* Prompt
Every line of the entries that holds the word "chair" is to be copied.

Stored items from a collection:
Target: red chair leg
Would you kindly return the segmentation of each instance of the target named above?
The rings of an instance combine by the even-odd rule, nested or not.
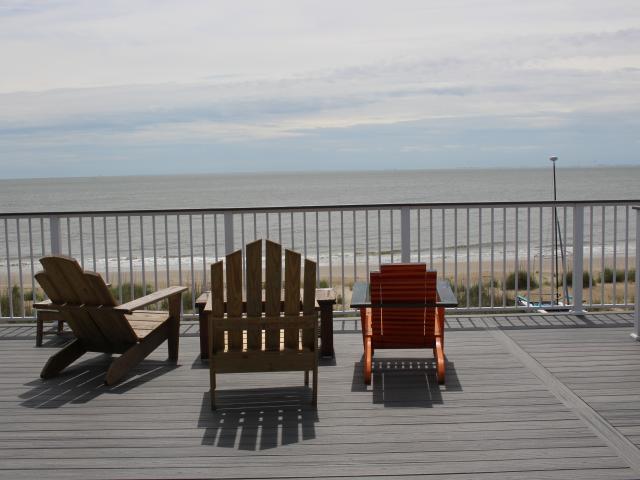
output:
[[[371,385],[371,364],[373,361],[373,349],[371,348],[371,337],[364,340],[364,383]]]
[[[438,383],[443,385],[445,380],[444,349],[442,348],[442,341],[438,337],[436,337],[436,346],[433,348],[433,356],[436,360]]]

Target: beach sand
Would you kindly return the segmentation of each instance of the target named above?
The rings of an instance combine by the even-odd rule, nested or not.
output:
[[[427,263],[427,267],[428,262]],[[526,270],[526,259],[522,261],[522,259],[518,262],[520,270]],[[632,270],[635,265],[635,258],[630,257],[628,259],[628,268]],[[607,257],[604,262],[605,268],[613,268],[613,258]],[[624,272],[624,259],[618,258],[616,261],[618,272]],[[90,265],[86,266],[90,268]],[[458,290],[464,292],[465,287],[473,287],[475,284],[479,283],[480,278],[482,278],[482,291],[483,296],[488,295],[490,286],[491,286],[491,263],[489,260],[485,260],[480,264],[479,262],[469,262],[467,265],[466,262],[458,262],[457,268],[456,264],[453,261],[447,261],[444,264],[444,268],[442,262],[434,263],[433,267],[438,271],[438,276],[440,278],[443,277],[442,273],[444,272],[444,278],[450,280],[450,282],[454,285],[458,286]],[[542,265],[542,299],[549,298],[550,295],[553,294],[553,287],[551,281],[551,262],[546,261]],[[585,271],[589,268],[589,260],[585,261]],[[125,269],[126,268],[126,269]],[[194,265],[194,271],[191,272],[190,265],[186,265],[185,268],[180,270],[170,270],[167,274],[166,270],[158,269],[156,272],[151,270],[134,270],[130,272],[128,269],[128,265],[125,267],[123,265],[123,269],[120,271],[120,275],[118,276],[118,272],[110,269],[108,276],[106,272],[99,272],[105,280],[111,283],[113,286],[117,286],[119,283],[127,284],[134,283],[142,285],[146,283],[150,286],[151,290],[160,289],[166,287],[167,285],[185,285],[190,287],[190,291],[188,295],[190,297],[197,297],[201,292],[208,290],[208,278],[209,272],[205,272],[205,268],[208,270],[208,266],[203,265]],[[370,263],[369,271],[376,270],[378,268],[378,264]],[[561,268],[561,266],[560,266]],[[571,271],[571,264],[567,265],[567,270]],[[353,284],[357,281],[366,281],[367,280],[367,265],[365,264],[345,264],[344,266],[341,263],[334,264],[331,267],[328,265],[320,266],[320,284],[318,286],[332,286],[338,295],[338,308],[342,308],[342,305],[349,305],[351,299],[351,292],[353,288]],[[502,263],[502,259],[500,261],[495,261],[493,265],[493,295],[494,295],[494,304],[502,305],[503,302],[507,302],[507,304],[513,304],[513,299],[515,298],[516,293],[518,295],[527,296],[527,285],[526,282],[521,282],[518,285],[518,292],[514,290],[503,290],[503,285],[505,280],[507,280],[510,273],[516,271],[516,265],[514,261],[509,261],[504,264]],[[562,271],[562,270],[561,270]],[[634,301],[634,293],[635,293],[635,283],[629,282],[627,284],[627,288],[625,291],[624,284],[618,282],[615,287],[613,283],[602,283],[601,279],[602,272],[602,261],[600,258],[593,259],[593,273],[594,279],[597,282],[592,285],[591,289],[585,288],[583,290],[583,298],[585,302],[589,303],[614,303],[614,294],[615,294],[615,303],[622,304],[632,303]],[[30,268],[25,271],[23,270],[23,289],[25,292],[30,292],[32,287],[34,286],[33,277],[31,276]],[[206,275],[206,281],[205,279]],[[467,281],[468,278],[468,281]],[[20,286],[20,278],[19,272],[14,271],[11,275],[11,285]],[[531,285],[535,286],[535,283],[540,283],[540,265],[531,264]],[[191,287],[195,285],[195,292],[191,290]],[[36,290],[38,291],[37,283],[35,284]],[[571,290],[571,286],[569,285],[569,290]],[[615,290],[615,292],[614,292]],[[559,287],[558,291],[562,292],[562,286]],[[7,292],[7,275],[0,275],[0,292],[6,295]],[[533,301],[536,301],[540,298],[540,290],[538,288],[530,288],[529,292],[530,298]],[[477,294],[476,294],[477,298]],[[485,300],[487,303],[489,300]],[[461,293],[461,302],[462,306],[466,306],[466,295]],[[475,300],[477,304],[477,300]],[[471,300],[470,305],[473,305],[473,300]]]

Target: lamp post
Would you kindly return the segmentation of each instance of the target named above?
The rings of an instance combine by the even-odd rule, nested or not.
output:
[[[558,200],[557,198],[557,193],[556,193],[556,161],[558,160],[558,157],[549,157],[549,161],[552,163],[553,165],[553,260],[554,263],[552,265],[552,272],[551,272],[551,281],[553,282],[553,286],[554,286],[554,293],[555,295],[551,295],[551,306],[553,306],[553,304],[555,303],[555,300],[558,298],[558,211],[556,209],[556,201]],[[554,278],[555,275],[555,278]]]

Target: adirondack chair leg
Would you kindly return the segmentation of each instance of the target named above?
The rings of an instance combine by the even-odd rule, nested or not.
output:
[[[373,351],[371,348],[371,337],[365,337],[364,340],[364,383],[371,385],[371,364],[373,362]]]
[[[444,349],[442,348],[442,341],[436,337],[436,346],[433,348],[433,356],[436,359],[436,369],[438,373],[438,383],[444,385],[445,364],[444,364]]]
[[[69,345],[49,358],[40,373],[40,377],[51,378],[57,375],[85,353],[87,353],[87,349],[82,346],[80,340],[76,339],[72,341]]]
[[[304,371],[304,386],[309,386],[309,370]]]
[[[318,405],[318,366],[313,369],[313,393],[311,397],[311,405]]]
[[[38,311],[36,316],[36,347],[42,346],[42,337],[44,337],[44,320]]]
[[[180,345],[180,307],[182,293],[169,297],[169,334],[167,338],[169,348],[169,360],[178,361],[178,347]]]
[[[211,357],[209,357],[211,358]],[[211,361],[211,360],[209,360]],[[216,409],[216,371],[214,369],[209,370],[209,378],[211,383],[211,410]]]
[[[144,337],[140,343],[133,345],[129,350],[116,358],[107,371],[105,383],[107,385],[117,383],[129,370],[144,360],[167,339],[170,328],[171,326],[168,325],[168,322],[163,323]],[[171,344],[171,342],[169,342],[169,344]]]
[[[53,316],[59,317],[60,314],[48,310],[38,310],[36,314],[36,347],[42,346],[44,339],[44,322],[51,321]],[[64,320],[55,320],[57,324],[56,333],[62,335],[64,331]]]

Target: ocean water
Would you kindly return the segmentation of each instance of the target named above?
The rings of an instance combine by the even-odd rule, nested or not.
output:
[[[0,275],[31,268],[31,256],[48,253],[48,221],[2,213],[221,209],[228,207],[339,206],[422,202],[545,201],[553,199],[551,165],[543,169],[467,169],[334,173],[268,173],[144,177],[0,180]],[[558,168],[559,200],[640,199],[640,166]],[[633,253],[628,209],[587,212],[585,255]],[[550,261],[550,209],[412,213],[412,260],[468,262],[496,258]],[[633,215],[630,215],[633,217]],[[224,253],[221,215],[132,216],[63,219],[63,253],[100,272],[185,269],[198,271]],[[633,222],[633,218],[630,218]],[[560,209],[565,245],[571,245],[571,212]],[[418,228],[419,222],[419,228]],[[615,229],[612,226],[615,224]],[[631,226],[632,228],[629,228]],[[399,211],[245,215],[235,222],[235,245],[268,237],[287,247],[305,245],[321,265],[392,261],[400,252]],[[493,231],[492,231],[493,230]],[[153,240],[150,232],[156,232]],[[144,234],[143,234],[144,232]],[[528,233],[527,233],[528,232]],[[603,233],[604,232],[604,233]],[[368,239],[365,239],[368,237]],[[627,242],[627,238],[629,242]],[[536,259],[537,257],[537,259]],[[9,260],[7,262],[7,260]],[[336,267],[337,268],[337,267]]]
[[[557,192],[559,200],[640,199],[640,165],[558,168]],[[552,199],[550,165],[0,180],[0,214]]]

* Written answer
Target: red chair leg
Target: adirondack chair leg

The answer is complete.